▶ [Tarefa proposta 1]
Transforme em uma lista JSON de strings, com uma string para cada linha e sem as linhas em branco, o trecho dos registros que começa na linha que contém "the form [107,154]." e segue até o fim dos registros.

▶ [Texto para leitura]
______________________________
O Estado de S. Paulo
Conclusão ainda este ano, sem a reabertura
das negociações, seria importante para enfrentar os desafios que as
transformações geopolíticas colocam para todos os países
O Brasil, como coordenador do Mercosul,
encaminhou na semana passada resposta à União Europeia (UE) ao Protocolo
Adicional enviado ao bloco em fins de abril passado, depois de três anos da
conclusão das negociações, em 2019.
O documento não procura confrontar as ameaças
e afirmativas europeias, que vão muito além do documento final aprovado, mas
não assinado, em 2019. De forma apropriada, oferece comentários e sugestões que
poderão ser concretizados, depois de o texto do acordo ser formalmente aceito e
assinado.
______________________________
▶ [Extrato de dados]

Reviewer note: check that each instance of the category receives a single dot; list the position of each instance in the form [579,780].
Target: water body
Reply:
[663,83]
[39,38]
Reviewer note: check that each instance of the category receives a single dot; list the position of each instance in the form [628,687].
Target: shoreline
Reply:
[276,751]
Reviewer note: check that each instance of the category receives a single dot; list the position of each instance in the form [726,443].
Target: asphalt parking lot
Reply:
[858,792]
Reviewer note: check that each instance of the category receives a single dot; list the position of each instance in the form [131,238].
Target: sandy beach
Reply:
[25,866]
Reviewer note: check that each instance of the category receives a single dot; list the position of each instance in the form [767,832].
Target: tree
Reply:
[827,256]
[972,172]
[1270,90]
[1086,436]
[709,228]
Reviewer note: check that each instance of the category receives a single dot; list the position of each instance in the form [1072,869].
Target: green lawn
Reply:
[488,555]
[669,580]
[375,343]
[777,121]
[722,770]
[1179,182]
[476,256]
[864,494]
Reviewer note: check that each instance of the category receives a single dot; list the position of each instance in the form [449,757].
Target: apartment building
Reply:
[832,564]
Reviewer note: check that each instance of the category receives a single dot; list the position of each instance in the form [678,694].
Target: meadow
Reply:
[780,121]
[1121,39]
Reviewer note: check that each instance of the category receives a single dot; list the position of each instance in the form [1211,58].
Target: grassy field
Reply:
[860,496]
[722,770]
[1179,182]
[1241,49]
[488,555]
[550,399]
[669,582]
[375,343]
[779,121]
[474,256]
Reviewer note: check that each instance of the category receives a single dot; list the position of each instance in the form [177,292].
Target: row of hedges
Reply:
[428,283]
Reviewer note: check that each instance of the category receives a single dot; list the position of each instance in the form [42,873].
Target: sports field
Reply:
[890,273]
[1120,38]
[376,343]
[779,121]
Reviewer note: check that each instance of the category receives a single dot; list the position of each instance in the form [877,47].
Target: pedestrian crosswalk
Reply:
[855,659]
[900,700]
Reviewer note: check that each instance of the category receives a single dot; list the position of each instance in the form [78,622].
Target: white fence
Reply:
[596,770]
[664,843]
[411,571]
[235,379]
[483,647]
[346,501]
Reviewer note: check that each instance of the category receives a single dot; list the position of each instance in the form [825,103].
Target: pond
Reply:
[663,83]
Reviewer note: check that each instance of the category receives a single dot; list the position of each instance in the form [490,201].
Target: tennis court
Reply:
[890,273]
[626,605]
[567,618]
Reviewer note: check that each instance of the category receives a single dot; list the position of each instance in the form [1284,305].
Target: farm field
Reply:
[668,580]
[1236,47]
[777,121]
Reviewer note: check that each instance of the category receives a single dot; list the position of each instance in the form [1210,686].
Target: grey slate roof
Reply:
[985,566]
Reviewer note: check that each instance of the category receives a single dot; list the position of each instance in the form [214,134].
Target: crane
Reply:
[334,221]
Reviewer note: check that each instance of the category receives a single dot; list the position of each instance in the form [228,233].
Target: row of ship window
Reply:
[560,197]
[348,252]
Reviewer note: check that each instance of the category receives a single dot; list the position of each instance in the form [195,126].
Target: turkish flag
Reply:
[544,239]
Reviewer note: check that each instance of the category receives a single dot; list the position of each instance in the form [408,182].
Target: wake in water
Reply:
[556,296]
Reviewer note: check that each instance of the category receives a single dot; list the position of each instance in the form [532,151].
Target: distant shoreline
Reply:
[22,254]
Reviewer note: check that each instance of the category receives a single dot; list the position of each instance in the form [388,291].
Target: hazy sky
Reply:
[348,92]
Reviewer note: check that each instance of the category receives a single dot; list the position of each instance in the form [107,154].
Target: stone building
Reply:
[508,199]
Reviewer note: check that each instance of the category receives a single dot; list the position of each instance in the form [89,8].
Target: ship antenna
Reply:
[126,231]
______________________________
▶ [Tarefa proposta 2]
De acordo com o texto sobre o acordo entre o Mercosul e a União Europeia, quando a União Europeia enviou o Protocolo Adicional ao bloco?

▶ [Resposta final 1]
[
  "Reviewer note: check that each instance of the category receives a single dot; list the position of each instance in the form [107,154].",
  "Target: stone building",
  "Reply:",
  "[508,199]",
  "Reviewer note: check that each instance of the category receives a single dot; list the position of each instance in the form [89,8].",
  "Target: ship antenna",
  "Reply:",
  "[126,231]"
]

▶ [Resposta final 2]
Em fins de abril passado.